EXERCISE DIRECTIONS
Rewrite every line of the records between the lines holding "sky with a single marker." and "(1013, 752)", inclusive, with the requests left as they are. Add 110 to each coordinate number in the answers.

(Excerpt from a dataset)

+ + + +

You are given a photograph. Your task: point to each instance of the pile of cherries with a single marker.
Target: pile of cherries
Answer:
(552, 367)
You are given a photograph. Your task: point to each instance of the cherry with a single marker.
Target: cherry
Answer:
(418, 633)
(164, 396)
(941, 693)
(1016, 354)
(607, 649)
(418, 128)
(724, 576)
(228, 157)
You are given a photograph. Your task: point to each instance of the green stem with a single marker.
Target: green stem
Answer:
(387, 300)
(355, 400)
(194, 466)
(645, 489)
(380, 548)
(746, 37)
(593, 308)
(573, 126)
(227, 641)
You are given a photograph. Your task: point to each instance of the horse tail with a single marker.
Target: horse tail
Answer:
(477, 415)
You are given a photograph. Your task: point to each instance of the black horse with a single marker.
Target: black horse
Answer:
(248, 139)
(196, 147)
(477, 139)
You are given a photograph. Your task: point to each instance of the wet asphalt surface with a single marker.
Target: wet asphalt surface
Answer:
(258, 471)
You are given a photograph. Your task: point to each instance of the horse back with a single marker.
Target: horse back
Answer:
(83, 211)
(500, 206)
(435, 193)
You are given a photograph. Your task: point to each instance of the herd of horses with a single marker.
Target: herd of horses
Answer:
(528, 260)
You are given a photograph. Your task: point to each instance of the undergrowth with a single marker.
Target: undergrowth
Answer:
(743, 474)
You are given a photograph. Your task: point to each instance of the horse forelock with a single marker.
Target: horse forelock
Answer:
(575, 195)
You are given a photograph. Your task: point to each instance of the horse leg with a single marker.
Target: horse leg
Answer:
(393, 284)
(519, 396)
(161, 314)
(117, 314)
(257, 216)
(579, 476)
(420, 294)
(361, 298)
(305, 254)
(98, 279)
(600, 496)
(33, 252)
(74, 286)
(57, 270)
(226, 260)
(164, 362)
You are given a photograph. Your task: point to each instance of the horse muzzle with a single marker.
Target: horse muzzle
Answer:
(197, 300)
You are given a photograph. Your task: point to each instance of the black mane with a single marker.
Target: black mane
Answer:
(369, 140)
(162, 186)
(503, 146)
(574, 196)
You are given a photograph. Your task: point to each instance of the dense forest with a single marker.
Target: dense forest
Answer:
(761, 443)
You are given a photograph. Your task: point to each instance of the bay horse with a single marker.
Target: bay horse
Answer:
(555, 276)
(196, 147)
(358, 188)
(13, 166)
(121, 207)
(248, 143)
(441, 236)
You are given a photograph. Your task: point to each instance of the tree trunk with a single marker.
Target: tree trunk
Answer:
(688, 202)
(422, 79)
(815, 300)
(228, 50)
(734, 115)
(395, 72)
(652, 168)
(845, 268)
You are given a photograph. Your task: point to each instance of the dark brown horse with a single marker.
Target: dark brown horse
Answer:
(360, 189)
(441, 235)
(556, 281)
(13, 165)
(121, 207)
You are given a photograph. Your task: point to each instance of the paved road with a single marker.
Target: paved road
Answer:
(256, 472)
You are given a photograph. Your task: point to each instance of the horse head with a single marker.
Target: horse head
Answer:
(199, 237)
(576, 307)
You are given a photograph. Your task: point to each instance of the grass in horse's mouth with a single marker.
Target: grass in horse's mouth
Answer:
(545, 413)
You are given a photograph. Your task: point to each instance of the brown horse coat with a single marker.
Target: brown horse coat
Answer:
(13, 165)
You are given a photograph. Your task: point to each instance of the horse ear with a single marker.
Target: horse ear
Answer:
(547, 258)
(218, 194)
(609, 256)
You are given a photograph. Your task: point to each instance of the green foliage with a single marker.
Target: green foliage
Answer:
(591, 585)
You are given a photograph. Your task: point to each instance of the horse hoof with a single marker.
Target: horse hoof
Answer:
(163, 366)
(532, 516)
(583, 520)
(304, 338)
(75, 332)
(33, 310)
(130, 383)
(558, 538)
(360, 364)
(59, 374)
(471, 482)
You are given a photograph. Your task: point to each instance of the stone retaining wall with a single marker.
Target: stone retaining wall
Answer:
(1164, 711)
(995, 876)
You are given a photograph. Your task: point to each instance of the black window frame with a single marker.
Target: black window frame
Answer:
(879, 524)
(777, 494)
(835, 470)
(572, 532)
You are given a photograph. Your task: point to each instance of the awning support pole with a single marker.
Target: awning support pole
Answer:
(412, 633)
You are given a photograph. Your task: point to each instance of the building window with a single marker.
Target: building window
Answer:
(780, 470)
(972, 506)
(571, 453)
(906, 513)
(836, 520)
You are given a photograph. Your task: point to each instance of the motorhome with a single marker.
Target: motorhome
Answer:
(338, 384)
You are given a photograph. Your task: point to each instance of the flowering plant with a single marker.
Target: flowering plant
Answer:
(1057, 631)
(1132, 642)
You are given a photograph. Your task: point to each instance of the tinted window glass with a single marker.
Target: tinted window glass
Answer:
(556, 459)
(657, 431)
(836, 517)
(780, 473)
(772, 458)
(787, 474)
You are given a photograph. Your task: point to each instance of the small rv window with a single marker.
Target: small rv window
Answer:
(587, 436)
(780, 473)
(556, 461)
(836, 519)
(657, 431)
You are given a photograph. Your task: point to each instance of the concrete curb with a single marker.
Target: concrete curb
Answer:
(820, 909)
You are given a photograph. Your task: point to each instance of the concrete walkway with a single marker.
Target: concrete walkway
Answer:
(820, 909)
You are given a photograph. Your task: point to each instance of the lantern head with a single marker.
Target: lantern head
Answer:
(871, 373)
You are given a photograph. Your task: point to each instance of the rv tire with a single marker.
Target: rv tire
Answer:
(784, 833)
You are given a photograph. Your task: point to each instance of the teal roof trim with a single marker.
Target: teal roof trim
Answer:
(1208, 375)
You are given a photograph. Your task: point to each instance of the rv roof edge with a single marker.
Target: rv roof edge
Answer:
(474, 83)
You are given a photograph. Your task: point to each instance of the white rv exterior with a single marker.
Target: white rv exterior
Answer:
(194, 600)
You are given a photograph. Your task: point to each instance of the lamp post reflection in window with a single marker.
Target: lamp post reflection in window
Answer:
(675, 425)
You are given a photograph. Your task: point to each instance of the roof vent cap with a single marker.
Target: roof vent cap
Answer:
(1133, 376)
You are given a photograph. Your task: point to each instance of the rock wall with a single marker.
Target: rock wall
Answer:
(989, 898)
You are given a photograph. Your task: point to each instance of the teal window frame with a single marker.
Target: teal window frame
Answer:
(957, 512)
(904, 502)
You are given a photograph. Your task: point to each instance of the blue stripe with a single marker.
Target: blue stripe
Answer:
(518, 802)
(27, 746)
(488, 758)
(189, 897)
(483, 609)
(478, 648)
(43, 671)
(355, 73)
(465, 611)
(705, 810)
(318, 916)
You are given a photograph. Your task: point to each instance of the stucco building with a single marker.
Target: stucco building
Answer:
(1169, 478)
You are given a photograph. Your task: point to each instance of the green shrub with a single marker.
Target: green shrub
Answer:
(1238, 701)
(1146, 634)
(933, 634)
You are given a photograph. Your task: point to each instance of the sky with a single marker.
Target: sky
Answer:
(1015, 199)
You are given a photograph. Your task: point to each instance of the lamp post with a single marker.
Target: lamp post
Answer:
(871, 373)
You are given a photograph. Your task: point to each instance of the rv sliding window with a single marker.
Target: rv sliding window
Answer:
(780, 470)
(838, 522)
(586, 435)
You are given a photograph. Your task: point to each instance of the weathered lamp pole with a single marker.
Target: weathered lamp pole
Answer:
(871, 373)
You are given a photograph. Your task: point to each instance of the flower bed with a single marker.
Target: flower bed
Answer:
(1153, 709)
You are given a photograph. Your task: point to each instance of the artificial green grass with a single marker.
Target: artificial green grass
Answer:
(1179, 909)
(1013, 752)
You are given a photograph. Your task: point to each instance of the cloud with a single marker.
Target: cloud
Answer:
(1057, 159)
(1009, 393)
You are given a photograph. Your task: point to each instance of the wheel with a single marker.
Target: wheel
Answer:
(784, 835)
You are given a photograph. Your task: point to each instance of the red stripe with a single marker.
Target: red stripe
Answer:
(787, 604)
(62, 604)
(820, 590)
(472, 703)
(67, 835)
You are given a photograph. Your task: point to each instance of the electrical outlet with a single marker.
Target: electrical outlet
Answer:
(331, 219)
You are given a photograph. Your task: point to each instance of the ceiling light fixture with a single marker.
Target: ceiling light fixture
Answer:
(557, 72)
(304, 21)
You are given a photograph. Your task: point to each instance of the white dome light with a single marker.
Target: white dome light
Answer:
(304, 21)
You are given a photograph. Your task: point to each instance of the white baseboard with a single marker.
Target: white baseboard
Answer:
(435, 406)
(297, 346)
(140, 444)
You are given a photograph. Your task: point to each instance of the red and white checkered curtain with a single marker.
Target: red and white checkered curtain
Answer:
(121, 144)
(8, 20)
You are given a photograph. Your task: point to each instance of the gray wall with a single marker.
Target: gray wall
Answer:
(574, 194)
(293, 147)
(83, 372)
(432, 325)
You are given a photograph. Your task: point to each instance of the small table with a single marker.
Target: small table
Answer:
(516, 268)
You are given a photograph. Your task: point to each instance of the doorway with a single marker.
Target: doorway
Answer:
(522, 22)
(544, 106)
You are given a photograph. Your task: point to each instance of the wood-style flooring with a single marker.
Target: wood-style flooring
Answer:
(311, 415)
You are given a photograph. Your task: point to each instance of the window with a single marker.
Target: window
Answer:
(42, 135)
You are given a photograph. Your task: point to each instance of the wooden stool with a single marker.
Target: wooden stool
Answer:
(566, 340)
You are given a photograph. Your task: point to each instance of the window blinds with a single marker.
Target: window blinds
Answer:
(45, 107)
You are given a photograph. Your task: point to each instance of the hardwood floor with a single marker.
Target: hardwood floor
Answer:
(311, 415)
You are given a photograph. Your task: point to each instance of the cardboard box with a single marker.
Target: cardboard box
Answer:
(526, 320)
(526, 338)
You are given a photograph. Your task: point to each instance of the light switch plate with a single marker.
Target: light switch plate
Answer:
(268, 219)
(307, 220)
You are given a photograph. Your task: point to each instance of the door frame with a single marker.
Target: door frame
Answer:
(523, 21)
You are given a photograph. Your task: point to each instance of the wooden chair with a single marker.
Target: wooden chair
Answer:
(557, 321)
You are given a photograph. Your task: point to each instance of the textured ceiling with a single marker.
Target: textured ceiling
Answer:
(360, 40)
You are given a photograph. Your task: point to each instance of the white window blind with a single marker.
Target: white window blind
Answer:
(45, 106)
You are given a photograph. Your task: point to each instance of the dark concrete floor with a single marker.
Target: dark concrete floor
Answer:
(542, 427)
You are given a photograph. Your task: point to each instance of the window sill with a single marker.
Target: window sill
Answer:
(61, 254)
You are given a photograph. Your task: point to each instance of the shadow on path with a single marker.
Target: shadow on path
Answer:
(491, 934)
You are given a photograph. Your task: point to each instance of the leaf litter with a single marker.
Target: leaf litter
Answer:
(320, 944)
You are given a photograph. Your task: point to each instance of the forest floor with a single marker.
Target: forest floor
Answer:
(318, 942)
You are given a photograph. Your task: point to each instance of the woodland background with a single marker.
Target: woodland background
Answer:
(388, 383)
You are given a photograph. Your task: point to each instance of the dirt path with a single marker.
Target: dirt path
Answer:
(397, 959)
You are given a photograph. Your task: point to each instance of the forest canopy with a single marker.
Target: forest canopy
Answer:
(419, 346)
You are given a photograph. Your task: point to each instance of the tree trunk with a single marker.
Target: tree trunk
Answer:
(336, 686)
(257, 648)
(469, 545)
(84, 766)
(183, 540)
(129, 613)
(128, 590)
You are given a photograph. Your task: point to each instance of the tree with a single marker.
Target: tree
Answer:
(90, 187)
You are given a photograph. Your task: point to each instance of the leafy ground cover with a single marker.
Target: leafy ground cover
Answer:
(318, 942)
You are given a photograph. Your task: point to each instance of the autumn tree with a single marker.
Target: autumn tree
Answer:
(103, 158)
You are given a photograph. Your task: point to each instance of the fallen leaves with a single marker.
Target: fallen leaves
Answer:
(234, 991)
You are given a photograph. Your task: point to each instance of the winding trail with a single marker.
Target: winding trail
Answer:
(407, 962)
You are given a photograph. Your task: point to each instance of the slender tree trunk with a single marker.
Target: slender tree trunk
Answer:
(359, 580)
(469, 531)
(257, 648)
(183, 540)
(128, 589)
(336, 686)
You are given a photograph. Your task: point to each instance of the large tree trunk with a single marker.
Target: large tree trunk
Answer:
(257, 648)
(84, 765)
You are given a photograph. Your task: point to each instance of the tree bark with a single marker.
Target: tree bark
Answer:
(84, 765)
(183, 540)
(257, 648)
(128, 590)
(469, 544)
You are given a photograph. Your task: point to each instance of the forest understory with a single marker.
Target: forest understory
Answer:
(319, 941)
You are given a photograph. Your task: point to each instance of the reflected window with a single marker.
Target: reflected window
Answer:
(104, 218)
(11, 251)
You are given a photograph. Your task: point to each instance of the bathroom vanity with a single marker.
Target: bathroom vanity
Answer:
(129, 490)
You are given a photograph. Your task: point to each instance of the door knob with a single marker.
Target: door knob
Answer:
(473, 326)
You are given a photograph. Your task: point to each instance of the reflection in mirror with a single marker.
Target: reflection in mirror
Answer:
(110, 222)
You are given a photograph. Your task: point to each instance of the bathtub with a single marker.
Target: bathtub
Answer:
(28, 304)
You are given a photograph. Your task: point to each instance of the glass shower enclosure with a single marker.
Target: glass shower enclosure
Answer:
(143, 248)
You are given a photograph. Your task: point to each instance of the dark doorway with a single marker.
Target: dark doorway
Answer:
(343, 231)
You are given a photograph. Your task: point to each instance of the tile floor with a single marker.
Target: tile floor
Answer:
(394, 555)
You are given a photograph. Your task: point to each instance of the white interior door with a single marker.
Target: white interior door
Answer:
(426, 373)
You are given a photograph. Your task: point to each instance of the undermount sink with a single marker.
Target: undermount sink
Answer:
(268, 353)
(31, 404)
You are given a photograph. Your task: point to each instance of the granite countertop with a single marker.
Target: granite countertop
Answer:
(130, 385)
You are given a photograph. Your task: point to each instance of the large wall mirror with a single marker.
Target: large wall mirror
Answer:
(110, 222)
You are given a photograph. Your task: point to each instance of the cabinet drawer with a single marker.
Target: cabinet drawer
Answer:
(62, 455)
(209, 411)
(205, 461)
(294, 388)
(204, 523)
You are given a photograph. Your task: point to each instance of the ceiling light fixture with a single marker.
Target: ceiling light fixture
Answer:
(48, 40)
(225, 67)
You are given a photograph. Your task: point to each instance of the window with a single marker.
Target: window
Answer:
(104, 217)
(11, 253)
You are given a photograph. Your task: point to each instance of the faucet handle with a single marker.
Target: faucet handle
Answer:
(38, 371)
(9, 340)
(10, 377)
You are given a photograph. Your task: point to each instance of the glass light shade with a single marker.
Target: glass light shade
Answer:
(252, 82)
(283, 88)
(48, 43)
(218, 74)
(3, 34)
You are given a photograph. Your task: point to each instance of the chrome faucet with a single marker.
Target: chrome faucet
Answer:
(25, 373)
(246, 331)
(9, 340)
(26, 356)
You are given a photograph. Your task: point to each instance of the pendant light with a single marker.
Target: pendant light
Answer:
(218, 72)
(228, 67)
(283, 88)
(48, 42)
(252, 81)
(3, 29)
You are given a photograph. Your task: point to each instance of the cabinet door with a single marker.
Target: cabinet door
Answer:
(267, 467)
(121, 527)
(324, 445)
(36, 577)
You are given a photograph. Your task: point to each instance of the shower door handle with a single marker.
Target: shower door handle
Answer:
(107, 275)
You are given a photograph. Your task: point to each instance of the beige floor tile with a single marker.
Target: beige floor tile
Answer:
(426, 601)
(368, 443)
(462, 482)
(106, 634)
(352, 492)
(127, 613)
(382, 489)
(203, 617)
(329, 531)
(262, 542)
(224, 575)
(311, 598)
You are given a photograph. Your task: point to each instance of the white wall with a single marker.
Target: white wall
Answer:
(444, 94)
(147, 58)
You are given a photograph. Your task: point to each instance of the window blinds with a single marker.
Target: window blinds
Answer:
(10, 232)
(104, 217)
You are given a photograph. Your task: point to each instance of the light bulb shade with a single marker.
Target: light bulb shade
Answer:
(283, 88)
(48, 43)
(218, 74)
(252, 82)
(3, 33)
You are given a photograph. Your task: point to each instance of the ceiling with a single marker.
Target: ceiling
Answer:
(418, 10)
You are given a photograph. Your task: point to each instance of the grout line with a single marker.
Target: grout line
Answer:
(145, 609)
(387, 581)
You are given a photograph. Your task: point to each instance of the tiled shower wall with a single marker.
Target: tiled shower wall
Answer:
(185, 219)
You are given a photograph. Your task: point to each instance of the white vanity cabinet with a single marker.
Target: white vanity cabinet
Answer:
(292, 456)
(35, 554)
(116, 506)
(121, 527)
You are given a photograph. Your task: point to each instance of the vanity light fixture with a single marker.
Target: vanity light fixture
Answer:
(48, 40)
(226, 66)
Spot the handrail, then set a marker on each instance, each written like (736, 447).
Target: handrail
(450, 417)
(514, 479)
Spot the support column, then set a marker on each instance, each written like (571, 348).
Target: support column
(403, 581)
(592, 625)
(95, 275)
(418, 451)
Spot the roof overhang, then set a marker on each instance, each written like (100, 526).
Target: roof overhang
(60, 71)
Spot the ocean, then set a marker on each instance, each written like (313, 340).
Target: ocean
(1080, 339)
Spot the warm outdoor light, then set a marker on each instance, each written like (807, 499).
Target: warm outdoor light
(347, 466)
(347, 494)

+ + + +

FULL OUTPUT
You are given a photograph. Your task: point to each instance of the sky with a single marker.
Target: sky
Answer:
(1125, 309)
You are given a photograph. Your task: point to each instance of the lamp post with a single marker.
Target: lamp post
Answer:
(981, 483)
You are given a photograph. Your task: point to each instance of the rv sliding window with a single marker.
Target: rv sliding window
Answer:
(890, 580)
(948, 632)
(696, 545)
You are given a photograph. Your task: point to each instance of the weathered lamp pole with a single marker.
Target: weathered lamp pole
Answer:
(981, 483)
You are given a photograph. Your task: point to each instance of the flower bed with a single marker.
Target: flower bed
Answer:
(1263, 819)
You are given a photograph. Your task: point to each instance of the artificial green grass with a single marker.
Target: artificial green grass
Answer:
(1289, 1019)
(1123, 862)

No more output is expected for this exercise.